→ Your assignment:
Print every record exactly, omitting all pictures.

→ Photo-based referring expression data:

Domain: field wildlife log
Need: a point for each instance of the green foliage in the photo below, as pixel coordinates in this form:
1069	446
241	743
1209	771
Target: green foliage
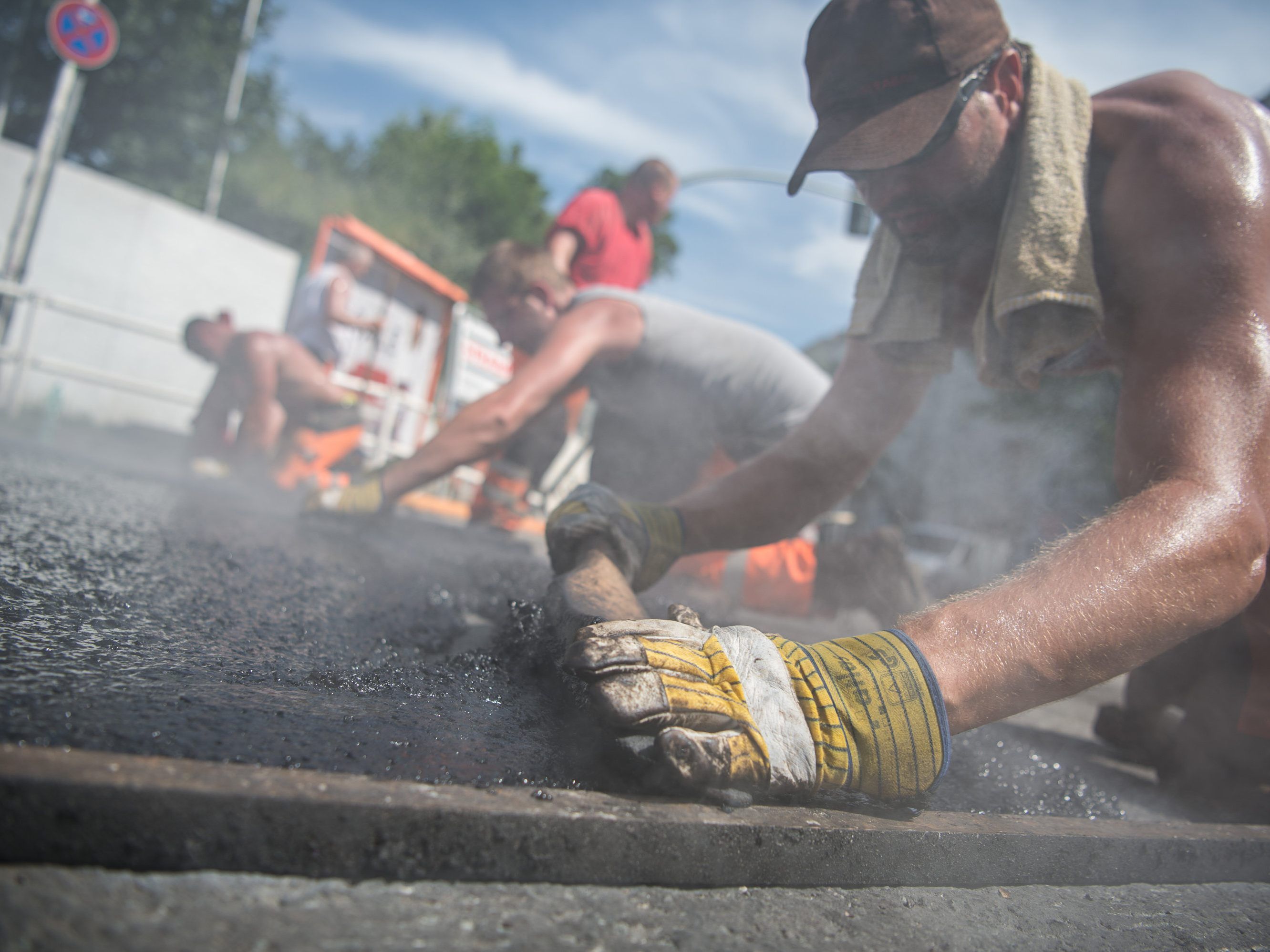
665	246
439	187
154	114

→ Expected answer:
Domain: field wildlife log
Need: a point for each instance of the green foliage in the photo below, as pixel coordinates in this form:
1069	446
241	743
1209	771
Target: green foliage
665	246
439	187
154	114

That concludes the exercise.